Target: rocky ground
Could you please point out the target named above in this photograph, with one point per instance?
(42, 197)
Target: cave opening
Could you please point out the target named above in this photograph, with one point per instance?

--*--

- **PROBLEM**
Format the listing above as a Markdown table with a column named "Number" for each row's position and a column named "Line" for its text, leaving out any blank lines.

- **RIGHT ANSWER**
| Number | Line |
|---|---|
| 1 | Target: rocky ground |
| 2 | Could you please point out the target named above in this photograph, with one point per instance? |
| 3 | (42, 197) |
| 4 | Target: cave opening |
| 5 | Could you please point out the target named above in this photograph, with one point per instance? |